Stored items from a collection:
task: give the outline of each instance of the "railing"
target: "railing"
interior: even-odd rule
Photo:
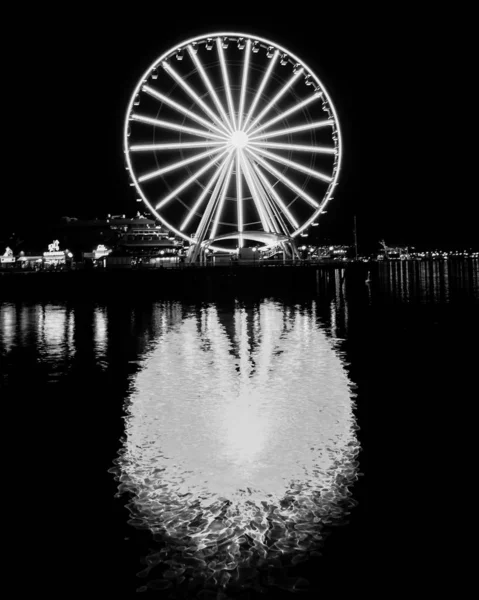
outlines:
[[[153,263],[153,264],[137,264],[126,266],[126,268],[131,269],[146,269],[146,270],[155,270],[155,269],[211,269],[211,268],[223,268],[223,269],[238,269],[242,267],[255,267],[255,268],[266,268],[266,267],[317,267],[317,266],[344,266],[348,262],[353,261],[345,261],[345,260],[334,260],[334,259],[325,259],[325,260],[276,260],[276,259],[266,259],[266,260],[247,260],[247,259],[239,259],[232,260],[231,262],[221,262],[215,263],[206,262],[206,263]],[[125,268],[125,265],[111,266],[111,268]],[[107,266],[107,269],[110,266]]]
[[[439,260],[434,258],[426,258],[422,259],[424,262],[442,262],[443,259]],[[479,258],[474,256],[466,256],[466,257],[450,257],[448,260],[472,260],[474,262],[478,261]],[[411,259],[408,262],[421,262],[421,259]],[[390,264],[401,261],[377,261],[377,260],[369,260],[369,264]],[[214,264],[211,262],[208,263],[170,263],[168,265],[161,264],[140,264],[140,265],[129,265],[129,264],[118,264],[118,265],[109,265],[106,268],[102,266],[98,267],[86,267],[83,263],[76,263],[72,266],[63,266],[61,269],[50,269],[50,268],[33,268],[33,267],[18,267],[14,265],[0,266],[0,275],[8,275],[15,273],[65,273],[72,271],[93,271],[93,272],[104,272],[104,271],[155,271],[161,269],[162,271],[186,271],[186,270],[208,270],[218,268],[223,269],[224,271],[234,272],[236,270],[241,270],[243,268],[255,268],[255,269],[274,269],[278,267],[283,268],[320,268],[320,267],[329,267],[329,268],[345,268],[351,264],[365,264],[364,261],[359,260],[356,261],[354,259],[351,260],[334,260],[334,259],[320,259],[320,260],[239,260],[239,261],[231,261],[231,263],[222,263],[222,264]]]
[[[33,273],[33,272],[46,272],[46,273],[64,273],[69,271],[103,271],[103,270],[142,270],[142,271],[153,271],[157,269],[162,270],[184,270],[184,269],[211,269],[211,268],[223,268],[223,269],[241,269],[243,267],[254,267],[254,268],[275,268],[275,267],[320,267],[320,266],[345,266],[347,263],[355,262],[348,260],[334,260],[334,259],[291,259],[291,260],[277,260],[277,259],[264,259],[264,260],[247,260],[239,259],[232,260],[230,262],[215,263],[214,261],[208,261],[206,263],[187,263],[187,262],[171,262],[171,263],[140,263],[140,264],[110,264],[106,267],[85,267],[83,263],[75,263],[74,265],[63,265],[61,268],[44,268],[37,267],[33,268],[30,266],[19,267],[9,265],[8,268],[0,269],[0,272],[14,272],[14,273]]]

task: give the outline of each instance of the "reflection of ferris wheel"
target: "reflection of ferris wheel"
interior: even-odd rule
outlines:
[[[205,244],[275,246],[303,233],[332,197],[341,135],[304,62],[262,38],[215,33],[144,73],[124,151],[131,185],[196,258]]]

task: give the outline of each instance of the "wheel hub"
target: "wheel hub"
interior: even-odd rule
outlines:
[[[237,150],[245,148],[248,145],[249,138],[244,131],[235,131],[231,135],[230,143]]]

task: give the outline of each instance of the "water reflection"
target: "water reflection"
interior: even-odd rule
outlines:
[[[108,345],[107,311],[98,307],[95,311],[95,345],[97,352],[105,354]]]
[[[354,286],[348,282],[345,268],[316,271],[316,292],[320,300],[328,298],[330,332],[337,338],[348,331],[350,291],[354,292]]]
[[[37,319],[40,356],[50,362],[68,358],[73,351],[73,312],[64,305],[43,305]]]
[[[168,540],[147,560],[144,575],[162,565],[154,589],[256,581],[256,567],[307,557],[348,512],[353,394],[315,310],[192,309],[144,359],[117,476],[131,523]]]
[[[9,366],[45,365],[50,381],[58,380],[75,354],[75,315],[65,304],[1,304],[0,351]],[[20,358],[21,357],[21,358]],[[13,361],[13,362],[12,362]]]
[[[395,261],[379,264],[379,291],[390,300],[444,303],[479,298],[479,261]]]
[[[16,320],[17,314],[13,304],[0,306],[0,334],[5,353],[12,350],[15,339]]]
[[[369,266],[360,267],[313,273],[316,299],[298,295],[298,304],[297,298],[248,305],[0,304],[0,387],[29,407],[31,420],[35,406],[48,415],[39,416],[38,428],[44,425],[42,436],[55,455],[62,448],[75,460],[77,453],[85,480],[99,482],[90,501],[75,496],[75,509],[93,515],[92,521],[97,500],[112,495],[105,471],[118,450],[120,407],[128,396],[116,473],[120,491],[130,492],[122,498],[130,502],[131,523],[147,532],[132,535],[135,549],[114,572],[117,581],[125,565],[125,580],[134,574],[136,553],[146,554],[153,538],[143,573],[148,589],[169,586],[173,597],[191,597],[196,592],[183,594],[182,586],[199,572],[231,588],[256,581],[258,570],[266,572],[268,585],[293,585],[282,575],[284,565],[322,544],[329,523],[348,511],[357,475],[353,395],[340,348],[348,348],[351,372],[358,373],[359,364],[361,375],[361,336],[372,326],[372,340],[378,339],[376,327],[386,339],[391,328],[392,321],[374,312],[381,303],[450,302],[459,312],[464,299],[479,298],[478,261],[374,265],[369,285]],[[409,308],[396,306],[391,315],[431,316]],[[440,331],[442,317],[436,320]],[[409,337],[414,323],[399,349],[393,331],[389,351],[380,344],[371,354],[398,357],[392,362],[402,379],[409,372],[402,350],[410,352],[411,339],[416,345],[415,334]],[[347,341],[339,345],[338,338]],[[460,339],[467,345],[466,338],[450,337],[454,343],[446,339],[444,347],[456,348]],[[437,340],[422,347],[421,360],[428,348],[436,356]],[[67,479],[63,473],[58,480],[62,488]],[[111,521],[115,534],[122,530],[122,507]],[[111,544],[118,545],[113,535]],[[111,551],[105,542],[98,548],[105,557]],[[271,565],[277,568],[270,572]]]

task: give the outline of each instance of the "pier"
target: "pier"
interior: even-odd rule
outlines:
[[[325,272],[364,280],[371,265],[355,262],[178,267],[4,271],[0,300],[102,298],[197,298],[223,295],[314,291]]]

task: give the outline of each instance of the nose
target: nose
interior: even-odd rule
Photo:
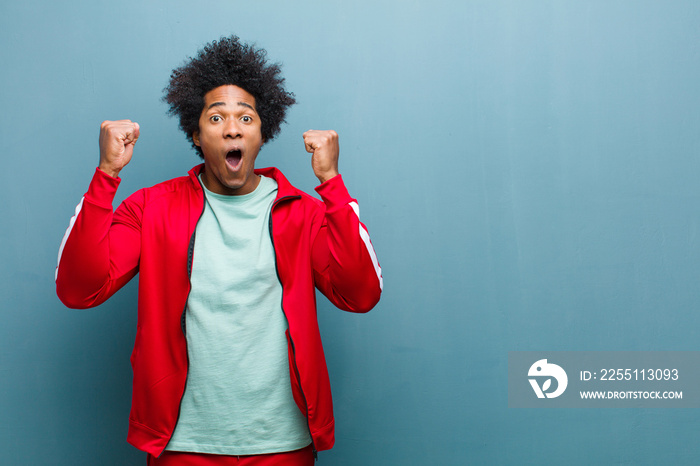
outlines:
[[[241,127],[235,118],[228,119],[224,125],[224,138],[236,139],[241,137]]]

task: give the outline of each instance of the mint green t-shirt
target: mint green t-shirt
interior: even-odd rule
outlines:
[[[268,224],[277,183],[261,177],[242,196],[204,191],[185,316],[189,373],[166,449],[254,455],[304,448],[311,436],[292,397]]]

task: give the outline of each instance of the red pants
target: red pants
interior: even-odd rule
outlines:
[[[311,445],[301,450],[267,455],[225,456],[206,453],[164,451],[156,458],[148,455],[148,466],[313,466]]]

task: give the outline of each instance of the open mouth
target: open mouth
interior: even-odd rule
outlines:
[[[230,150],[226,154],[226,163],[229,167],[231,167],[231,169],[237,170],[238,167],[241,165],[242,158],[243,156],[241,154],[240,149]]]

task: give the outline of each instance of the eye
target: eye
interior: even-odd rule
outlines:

Exercise directions: Apart from the pictures, every line of the data above should be given again exactly.

Final answer:
task: give the outline of each instance of the "railing"
target: "railing"
interior: even-odd rule
Photo:
outlines:
[[[153,263],[153,264],[137,264],[126,266],[126,268],[131,269],[146,269],[146,270],[155,270],[155,269],[211,269],[211,268],[223,268],[223,269],[238,269],[242,267],[255,267],[255,268],[266,268],[266,267],[317,267],[317,266],[344,266],[348,262],[353,261],[345,261],[345,260],[334,260],[334,259],[325,259],[325,260],[276,260],[276,259],[266,259],[266,260],[247,260],[247,259],[239,259],[232,260],[231,262],[221,262],[215,263],[206,262],[206,263]],[[125,268],[125,265],[111,266],[111,268]],[[107,266],[107,269],[110,266]]]
[[[439,260],[434,258],[426,258],[422,259],[424,262],[442,262],[443,259]],[[479,258],[474,256],[466,256],[466,257],[450,257],[448,260],[472,260],[474,262],[478,261]],[[411,259],[408,262],[421,262],[421,259]],[[390,264],[401,261],[377,261],[377,260],[369,260],[369,264]],[[214,264],[211,262],[208,263],[170,263],[168,265],[161,264],[140,264],[140,265],[129,265],[129,264],[118,264],[118,265],[109,265],[106,268],[102,266],[98,267],[86,267],[83,263],[76,263],[72,266],[63,266],[61,269],[50,269],[50,268],[33,268],[33,267],[18,267],[14,265],[0,266],[0,275],[8,275],[15,273],[65,273],[72,271],[93,271],[93,272],[104,272],[104,271],[155,271],[161,269],[162,271],[186,271],[186,270],[208,270],[218,268],[223,269],[224,271],[234,272],[236,270],[241,270],[243,268],[255,268],[255,269],[274,269],[278,267],[283,268],[320,268],[320,267],[329,267],[329,268],[345,268],[351,264],[365,264],[364,261],[359,260],[356,261],[354,259],[351,260],[334,260],[334,259],[320,259],[320,260],[239,260],[239,261],[231,261],[231,263],[222,263],[222,264]]]
[[[33,273],[33,272],[46,272],[46,273],[64,273],[69,271],[103,271],[103,270],[142,270],[142,271],[153,271],[157,269],[162,270],[184,270],[184,269],[211,269],[211,268],[223,268],[223,269],[241,269],[243,267],[254,267],[254,268],[275,268],[275,267],[320,267],[320,266],[345,266],[347,263],[355,262],[348,260],[334,260],[334,259],[291,259],[291,260],[277,260],[277,259],[264,259],[264,260],[247,260],[239,259],[232,260],[230,262],[215,263],[214,261],[208,261],[206,263],[187,263],[187,262],[171,262],[171,263],[140,263],[140,264],[110,264],[106,267],[85,267],[83,263],[75,263],[74,265],[63,265],[61,268],[44,268],[37,267],[33,268],[30,266],[19,267],[9,265],[8,268],[0,269],[0,272],[14,272],[14,273]]]

task: give the outline of each instance of the "reflection of ferris wheel"
target: "reflection of ferris wheel"
interior: even-odd rule
outlines:
[[[205,244],[275,246],[303,233],[332,197],[341,135],[304,62],[262,38],[215,33],[144,73],[124,151],[131,185],[196,258]]]

task: give the outline of each instance of the "wheel hub"
target: "wheel hub"
interior: even-odd rule
outlines:
[[[237,150],[245,148],[248,145],[249,138],[244,131],[235,131],[231,135],[230,143]]]

task: give the outline of each instance of the "water reflection"
target: "water reflection"
interior: even-odd rule
outlines:
[[[108,345],[107,311],[98,307],[95,311],[95,345],[97,352],[105,354]]]
[[[354,286],[348,282],[345,268],[316,271],[316,292],[320,300],[328,298],[330,332],[337,338],[348,331],[350,291],[354,292]]]
[[[37,319],[40,356],[50,362],[68,358],[73,351],[73,312],[64,305],[43,305]]]
[[[168,540],[147,560],[144,575],[162,565],[154,589],[256,581],[256,567],[307,557],[348,512],[353,394],[315,310],[192,309],[144,359],[117,476],[131,523]]]
[[[9,366],[45,365],[50,381],[58,380],[75,354],[75,315],[65,304],[1,304],[0,351]],[[20,358],[21,357],[21,358]],[[13,361],[13,362],[12,362]]]
[[[395,261],[379,264],[379,291],[390,300],[444,303],[479,298],[479,261]]]
[[[16,320],[17,314],[13,304],[0,306],[0,334],[5,353],[12,350],[15,339]]]
[[[369,266],[360,267],[313,273],[316,299],[298,295],[298,304],[297,298],[248,305],[0,304],[0,387],[29,407],[31,420],[35,406],[48,415],[39,416],[38,428],[44,425],[42,436],[55,455],[62,448],[75,460],[77,453],[85,480],[99,482],[90,501],[75,496],[75,509],[93,515],[92,521],[97,500],[112,495],[105,471],[118,450],[120,407],[128,396],[116,473],[120,491],[130,492],[122,498],[130,502],[131,523],[147,532],[132,535],[135,549],[114,572],[117,581],[125,565],[125,580],[134,574],[136,553],[146,554],[153,538],[143,573],[148,589],[169,586],[173,597],[191,597],[196,592],[183,594],[182,586],[199,572],[231,588],[256,581],[258,570],[266,572],[268,585],[293,585],[282,575],[284,565],[322,544],[329,523],[348,511],[357,475],[353,395],[340,348],[348,348],[351,372],[358,373],[359,364],[361,375],[361,336],[372,326],[372,340],[378,339],[376,327],[386,339],[391,328],[392,321],[374,312],[381,303],[450,302],[459,312],[464,299],[479,298],[478,261],[374,265],[369,285]],[[409,308],[396,306],[391,315],[431,316]],[[440,331],[442,317],[436,320]],[[409,337],[414,323],[399,349],[393,331],[389,351],[380,344],[371,354],[398,357],[392,362],[402,379],[409,372],[402,350],[410,352],[411,339],[416,345],[415,334]],[[347,341],[339,345],[338,338]],[[460,339],[467,345],[466,338],[450,337],[454,343],[446,339],[444,347],[456,348]],[[437,340],[422,347],[421,360],[428,348],[436,356]],[[67,479],[63,473],[58,480],[62,488]],[[111,521],[115,534],[122,530],[122,507]],[[111,544],[118,545],[113,535]],[[111,551],[105,542],[98,548],[105,557]],[[271,565],[277,568],[270,572]]]

task: give the outline of each instance of the "pier"
target: "pier"
interior: even-odd rule
outlines:
[[[325,272],[364,280],[371,265],[355,262],[178,267],[4,271],[0,300],[102,298],[197,298],[223,295],[314,291]]]

task: give the outline of each instance of the nose
target: nose
interior: even-odd rule
Photo:
outlines:
[[[241,127],[235,118],[228,119],[224,125],[224,138],[236,139],[241,137]]]

task: give the outline of each instance of the mint green t-shirt
target: mint green t-shirt
interior: even-odd rule
outlines:
[[[268,224],[277,183],[261,177],[242,196],[204,191],[185,316],[189,373],[166,449],[254,455],[304,448],[311,436],[292,397]]]

task: give the outline of each instance of the red pants
target: red pants
interior: even-odd rule
outlines:
[[[311,445],[301,450],[267,455],[225,456],[206,453],[164,451],[156,458],[148,455],[148,466],[313,466]]]

task: give the outline of each instance of the open mouth
target: open mouth
interior: even-odd rule
outlines:
[[[230,150],[226,154],[226,163],[229,167],[231,167],[231,169],[237,170],[238,167],[241,165],[242,158],[243,156],[241,154],[240,149]]]

task: give the outline of each instance of the eye
target: eye
interior: even-odd rule
outlines:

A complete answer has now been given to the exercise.